- _Görev tanımı_: Aşağıdaki öğelerin bütün satırlarını hiçbir şeyi değiştirmeden yeniden yazar mısın? Resimleri yanıta koyma.

Bölge işaretleme öğeleri
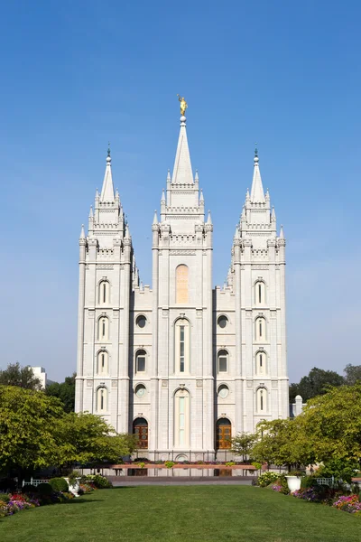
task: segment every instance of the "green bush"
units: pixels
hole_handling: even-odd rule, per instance
[[[87,476],[87,478],[88,478],[88,476]],[[90,476],[89,478],[88,478],[88,480],[91,480],[91,481],[94,483],[96,488],[97,488],[98,490],[108,490],[113,487],[112,482],[109,481],[107,480],[107,478],[106,478],[105,476],[102,476],[101,474],[96,474],[94,476]]]
[[[8,493],[0,493],[0,500],[3,502],[9,502],[10,495]]]
[[[38,493],[41,495],[51,495],[53,490],[50,483],[40,483],[38,485]]]
[[[258,485],[260,485],[261,488],[265,488],[273,481],[275,481],[278,478],[280,478],[280,474],[278,474],[277,472],[266,471],[265,472],[258,476]]]
[[[33,486],[31,483],[27,483],[23,488],[23,493],[37,493],[38,486]]]
[[[51,478],[51,480],[49,481],[49,483],[54,491],[69,491],[69,485],[64,478]]]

- _Tamamlanan alıştırma_:
task: segment every instance of the "green bush"
units: pixels
hole_handling: even-odd rule, per instance
[[[87,476],[87,478],[88,478],[88,476]],[[90,476],[89,478],[88,478],[88,480],[91,480],[91,481],[94,483],[96,488],[97,488],[98,490],[108,490],[113,487],[112,482],[109,481],[107,480],[107,478],[106,478],[105,476],[102,476],[101,474],[96,474],[94,476]]]
[[[8,493],[0,493],[0,500],[3,502],[9,502],[10,495]]]
[[[38,493],[41,495],[51,495],[53,490],[50,483],[40,483],[38,485]]]
[[[258,485],[260,485],[261,488],[265,488],[273,481],[275,481],[278,478],[280,478],[280,474],[278,474],[277,472],[266,471],[265,472],[258,476]]]
[[[33,486],[31,483],[27,483],[23,488],[23,493],[37,493],[38,486]]]
[[[51,478],[51,480],[49,481],[49,483],[54,491],[69,491],[69,485],[64,478]]]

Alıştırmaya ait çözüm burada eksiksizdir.